● **Task brief**: From the line with "Where can you see the rusty" down to the final line of the material below, quote every line exactly and leave out all lines before it.

Exercise materials start

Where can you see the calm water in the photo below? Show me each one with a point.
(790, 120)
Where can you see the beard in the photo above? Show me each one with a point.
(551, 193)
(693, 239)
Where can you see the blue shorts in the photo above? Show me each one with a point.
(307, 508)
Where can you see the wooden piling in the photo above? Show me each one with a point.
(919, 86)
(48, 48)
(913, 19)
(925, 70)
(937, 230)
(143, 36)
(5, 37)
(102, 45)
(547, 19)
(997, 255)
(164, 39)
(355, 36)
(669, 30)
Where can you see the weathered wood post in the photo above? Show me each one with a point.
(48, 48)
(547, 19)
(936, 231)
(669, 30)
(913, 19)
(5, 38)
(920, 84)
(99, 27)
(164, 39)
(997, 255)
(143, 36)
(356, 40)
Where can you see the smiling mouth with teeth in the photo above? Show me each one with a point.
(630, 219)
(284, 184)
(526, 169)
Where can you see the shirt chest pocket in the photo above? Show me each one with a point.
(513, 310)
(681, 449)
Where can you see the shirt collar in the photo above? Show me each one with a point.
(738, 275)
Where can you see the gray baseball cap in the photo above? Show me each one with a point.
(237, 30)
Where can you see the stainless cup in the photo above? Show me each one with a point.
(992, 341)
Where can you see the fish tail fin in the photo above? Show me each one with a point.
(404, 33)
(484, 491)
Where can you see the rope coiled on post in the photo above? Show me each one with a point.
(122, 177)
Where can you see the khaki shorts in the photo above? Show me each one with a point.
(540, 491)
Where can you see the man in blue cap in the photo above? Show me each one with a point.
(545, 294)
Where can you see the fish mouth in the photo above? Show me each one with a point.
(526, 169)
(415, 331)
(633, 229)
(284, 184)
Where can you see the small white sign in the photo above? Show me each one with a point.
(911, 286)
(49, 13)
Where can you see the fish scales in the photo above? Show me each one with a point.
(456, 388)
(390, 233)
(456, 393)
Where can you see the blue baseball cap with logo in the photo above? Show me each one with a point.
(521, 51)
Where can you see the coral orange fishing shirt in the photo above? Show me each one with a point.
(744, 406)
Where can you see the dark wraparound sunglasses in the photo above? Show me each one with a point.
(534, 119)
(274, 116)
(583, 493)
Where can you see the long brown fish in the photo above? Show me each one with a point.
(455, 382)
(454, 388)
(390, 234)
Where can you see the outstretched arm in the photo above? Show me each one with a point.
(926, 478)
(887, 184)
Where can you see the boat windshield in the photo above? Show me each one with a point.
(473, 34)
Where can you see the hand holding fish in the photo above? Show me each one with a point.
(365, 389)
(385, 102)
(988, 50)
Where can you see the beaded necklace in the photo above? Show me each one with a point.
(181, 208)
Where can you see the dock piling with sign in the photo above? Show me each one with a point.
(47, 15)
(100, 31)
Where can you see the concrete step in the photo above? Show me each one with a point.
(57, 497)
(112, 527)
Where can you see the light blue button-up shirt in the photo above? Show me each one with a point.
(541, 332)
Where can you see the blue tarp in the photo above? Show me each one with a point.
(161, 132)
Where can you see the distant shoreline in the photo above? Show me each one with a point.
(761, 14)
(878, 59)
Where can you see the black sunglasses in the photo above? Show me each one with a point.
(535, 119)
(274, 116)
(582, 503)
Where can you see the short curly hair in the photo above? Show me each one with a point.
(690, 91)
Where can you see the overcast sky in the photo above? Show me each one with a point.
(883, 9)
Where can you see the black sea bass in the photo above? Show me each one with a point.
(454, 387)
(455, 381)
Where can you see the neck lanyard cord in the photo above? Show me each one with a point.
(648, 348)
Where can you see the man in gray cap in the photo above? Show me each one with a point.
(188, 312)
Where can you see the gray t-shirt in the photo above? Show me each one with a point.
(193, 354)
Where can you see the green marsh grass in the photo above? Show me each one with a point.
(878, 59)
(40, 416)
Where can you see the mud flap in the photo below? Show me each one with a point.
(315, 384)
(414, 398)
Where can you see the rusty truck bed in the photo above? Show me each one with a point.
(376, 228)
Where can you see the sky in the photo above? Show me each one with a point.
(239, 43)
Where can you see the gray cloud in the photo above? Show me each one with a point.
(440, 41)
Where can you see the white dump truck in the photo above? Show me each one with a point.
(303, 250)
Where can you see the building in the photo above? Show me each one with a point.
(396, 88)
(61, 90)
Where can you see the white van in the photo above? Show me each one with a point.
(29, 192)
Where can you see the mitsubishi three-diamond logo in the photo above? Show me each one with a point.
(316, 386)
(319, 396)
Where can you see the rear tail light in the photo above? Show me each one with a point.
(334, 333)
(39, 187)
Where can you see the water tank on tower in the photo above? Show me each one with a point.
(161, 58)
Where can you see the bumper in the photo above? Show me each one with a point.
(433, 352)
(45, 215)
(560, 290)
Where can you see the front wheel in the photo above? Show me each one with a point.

Exercise materials end

● **Completed task**:
Where can you see the rusty truck bed in the photo above? Show me each one with a point.
(376, 228)
Where can you see the sky in the photo above? Show me each one with a point.
(239, 43)
Where can you see the gray cloud in the photo above? Show me each one with a point.
(440, 41)
Where can you see the white dump truck in the photo above? Show me each one with a point.
(303, 250)
Where can you see the building in the photo above? Show me each one with a point.
(396, 88)
(61, 90)
Where can you see the white van in the photo above? Show me each one with a point.
(29, 192)
Where can you see the mitsubishi three-diamond logo in the photo above? Show me each one with a point.
(316, 386)
(319, 396)
Where can you see the rear tail light in the photo above? Show me each one with a point.
(334, 333)
(39, 187)
Where can you see the water tank on tower in the photo above? Show me each one with a point.
(161, 58)
Where can you see the bumper in the photo above? Show me each one with a point.
(433, 352)
(45, 215)
(560, 290)
Where can you see the front wheel in the photo above? Show me each one with a point.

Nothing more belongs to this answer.